• Extrait de l'arrêt
# # # # #

CA Rennes, 2e ch., 16 septembre 2025, n° 22/07269

RENNES

Arrêt

Infirmation

PARTIES

Demandeur :

S21Y (SELARL)

Défendeur :

Cofidis (SA)

COMPOSITION DE LA JURIDICTION

Président :

M. Jobard

Conseiller :

M. Pothier

Président :

Mme Picot-Postic

Avocats :

Me Le Berre Boivin, Me Jan, Me Riallot-Lenglart

TJ Rennes, du 24 mars 2023, n° 22/00423

24 mars 2023

EXPOSE DU LITIGE :

Suivant bon de commande du 22 décembre 2020, M. [T] [J] et Mme [U] [P], son épouse, ont conclu, après démarchage, avec la société Maison rénovée exerçant sous la dénomination commerciale Centre expert de l'énergie un contrat de fourniture et d'installation d'une pompe à chaleur pour un coût de 19 600 euros. Les travaux ont été financés par la souscription d'un prêt auprès de la société Cofidis (la banque).

Suivant acte d'huissier du 17 février 2022, les époux [J] ont assigné la société [Adresse 6] et la banque devant le tribunal judiciaire de Quimper.

Suivant jugement du 15 novembre 2022, le tribunal a :

- Débouté les époux [J] de leurs demandes.

- Condamné solidairement les époux [J] à payer à la banque la somme de 22 434,16 euros outre les intérêts au taux de 3,66 % l'an sur la somme de 20 866,16 euros et au taux légal sur le surplus à compter du 21 février 2022.

# # # # #

• Données fournies
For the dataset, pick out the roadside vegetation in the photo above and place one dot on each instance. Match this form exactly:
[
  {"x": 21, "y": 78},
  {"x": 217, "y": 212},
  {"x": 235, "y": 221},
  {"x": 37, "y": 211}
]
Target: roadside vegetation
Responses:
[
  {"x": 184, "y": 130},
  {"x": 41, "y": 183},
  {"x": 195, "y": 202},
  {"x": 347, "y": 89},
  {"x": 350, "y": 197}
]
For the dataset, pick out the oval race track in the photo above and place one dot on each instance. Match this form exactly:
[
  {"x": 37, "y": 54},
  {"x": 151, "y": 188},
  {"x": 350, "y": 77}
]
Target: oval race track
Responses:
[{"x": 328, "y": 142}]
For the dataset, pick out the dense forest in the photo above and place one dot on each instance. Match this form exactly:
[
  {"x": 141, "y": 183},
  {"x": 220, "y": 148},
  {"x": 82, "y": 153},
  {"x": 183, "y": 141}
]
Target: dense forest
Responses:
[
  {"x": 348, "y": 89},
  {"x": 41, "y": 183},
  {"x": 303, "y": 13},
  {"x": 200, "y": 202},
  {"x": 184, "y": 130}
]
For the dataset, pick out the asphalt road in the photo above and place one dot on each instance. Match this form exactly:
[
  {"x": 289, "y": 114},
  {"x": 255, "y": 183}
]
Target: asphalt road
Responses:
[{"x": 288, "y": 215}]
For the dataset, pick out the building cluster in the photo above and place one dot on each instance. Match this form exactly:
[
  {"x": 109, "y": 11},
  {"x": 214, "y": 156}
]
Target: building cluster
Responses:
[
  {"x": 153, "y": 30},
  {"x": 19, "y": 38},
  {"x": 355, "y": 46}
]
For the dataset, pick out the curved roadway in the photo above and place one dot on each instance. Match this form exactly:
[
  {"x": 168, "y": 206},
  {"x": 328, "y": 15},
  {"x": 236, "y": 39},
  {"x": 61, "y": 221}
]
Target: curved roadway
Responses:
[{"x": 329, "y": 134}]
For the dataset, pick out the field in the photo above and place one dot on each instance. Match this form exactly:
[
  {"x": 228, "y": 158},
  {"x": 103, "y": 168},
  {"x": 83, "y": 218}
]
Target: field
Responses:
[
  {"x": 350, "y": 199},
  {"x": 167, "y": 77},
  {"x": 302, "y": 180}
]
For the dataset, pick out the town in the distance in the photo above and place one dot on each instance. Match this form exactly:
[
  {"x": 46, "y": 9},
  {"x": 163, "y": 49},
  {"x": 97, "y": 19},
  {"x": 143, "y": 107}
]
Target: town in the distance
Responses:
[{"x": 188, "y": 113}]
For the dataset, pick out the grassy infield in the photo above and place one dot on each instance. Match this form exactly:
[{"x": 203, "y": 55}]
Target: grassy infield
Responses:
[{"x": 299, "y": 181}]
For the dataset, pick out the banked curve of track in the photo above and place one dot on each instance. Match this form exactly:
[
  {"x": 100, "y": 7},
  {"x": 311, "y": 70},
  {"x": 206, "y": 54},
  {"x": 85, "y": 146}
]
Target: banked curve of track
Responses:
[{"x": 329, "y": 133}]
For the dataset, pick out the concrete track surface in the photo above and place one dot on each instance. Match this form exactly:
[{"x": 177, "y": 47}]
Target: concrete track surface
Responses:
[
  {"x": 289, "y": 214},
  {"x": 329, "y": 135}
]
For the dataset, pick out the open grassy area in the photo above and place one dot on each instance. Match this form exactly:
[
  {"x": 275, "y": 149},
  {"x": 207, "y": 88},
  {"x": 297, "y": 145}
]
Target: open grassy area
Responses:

# # # # #

• Consignes écrites
A – Reproduisez l'extrait de l'arrêt en commençant à « EXPOSE DU LITIGE » et en terminant à « Cofidis (la banque). ».
B – Les affirmations suivantes concordent-elles avec l'extrait de l'arrêt ? Répondez par oui ou par non à chacune, en citant mot pour mot les termes décisifs. (i) Le prêt qui a financé les travaux a été souscrit auprès de la société Cofidis. (ii) La pompe à chaleur a coûté 22 434,16 euros. (iii) Le jugement du 15 novembre 2022 a fait droit aux demandes des époux [J].
Les entrées forment un matériel distinct de l'extrait de l'arrêt.

• Réponses par consigne
A –
EXPOSE DU LITIGE :

Suivant bon de commande du 22 décembre 2020, M. [T] [J] et Mme [U] [P], son épouse, ont conclu, après démarchage, avec la société Maison rénovée exerçant sous la dénomination commerciale Centre expert de l'énergie un contrat de fourniture et d'installation d'une pompe à chaleur pour un coût de 19 600 euros. Les travaux ont été financés par la souscription d'un prêt auprès de la société Cofidis (la banque).

B –
(i) Oui : « Les travaux ont été financés par la souscription d'un prêt auprès de la société Cofidis (la banque). »
(ii) Non : « pour un coût de 19 600 euros »
(iii) Non : « Débouté les époux [J] de leurs demandes. »